> **ЗАДАНИЕ**:
Какого числа, согласно отрывку о фонографических записях сценической речи, состоялась запись актеров Государственного театра им. Вс. Мейерхольда?

> **ЦИТИРУЕМЫЙ ОТРЫВОК**:
────────────────────
В этом же письме С. Бернштейн сообщал, что инструкции для записи были разработаны им совместно с А. Гвоздевым и Вс. Всеволодским-Гернгроссом. Об этих инструкциях можно судить по содержанию сделанных Т. Поповой и Е. Волковой записей «Ревизора». Кроме монологов и отдельных реплик, записывались диалогические сцены (к которым относился зафиксированный диалог Хлестакова-Гарина и Анны Андреевны-Райх), а также эпизодические роли, например, речь Февроньи Пошлепкиной (слесарши, которая приходит к Хлестакову жаловаться на городничего), отдельные реплики Осипа и т. д.386 Можно предположить, что полученные Поповой и Волковой инструкции отчасти отражали установку на «диалогизацию» речи в «Ревизоре» – важнейшую особенность мейерхольдовского спектакля, отмеченную в том числе в статье А. Гвоздева387.
Запись актеров Государственного театра им. Вс. Мейерхольда состоялась 10 октября 1927 года. А уже 13 октября Попова и Волкова, вернувшиеся из Москвы, познакомили участников заседания с результатами своей работы388. В протоколе этой встречи, на которой кроме Гвоздева и Всеволодского из сотрудников театральной секции присутствовали Стефан Мокульский и Александр Слонимский (консультант Мейерхольда во время постановки «Ревизора»), сообщается:
Вторая часть заседания была посвящена демонстрации фонографических записей сценической речи Московских актеров (артисты театра Мейерхольда – Бабанова, Райх, Ильинский, Козиков, Зайчиков, Гарин, Твердынская и др.; артисты МХАТ – Качалов, Москвин, Чехов)389.
Третье и последнее заседание, где обсуждались эти записи, прошло 20 октября 1927 года. Из театроведов на нем присутствовали те же, что и на предшествующем заседании, члены театральной секции. В протоколе этого заседания, значительная часть которого была посвящена методологии изучения тембра, особенно интересны фрагменты, связанные с обсуждением подходов к изучению театральных фонограмм:
Остальная часть заседания была посвящена слушанию фонографной записи сценической речи Ильинского (монолог из «Великодушного рогоносца» и др. – один из валиков, привезенных из Москвы Е. В. Волковой и Т. В. Поповой) и обсуждению вопроса о методах изучения сценической речи.
В. Н. Всеволодский-Гернгросс указывает на то, что изучение сценической речи должно вестись в общем теми же методами, что и изучение речи декламационной. Необходима лишь проработка большего количества материала, хотя бы и с меньшею степенью точности, чтобы была возможность делать сразу же и выводы.
<…>
По мнению А. А. Гвоздева, при описании сценической речи должны быть отмечены такие факты, как орфоэпические особенности данного актера, затем методы произнесения слов – слов отдельных и слов в фразовой связи, а также произнесения фраз. Далее А. А. Гвоздев указывает на существующее мнение о том, что театр следует изучать не на его вершинах, а также на ходком, распространенном материале; следует привлекать к изучению не только больших мастеров, но и средних и плохих актеров.
────────────────────
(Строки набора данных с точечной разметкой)
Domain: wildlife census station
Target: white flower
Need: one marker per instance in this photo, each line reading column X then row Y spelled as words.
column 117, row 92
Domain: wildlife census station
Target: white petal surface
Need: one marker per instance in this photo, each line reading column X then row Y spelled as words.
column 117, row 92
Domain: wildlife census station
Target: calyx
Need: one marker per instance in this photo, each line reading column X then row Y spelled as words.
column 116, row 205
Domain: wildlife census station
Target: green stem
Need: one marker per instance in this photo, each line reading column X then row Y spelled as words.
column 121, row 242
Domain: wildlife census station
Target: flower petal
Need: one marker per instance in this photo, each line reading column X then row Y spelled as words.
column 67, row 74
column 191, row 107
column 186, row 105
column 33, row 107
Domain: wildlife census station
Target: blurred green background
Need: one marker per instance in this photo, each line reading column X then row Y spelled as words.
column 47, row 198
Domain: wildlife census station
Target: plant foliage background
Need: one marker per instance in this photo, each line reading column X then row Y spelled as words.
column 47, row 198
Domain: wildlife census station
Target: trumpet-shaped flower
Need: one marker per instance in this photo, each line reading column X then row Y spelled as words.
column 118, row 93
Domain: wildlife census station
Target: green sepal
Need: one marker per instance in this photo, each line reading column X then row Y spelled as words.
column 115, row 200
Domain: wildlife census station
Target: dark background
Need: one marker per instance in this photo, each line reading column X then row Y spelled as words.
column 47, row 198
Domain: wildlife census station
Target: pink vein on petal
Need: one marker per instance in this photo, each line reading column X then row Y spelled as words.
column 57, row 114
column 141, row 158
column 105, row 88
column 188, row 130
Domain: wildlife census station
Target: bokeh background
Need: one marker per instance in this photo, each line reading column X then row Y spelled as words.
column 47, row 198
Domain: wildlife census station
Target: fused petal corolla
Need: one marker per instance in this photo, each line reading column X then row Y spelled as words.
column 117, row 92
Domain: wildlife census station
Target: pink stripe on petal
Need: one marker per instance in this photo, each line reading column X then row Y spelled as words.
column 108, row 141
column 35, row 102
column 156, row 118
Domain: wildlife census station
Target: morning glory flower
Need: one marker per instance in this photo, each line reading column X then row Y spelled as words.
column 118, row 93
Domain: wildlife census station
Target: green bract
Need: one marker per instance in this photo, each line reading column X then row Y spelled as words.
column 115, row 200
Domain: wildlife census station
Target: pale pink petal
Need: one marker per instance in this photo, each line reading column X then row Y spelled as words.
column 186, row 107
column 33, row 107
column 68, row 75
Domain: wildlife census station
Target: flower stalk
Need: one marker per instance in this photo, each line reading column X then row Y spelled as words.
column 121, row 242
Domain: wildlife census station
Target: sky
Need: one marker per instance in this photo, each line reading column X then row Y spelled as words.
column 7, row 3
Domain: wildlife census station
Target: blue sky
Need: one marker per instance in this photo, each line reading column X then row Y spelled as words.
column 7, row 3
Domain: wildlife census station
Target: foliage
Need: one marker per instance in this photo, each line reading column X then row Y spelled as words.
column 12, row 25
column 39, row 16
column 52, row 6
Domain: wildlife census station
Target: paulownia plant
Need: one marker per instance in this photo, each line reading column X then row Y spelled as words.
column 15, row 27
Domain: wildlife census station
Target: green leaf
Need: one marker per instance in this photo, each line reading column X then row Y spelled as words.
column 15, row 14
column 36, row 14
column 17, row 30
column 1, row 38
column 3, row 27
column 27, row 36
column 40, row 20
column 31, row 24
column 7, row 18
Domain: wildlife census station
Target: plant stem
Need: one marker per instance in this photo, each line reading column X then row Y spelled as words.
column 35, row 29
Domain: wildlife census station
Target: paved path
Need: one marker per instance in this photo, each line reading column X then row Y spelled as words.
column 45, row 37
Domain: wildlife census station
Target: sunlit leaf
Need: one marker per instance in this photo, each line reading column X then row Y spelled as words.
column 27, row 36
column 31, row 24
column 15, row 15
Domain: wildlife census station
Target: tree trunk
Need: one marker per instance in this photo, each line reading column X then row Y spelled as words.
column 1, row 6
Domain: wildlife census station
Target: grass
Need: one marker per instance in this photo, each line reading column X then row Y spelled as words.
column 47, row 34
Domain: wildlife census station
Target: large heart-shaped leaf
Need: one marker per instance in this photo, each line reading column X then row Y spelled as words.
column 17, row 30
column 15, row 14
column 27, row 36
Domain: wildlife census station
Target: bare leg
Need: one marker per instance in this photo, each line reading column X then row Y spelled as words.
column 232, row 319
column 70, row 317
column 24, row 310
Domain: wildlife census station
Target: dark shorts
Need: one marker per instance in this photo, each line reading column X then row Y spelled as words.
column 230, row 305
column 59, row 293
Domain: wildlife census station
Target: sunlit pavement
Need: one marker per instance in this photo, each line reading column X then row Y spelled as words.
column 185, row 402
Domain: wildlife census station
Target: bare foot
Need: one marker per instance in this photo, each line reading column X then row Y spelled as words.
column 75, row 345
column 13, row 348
────────────────────
> **ВЫПОЛНЕННОЕ ЗАДАНИЕ**:
10 октября 1927 года.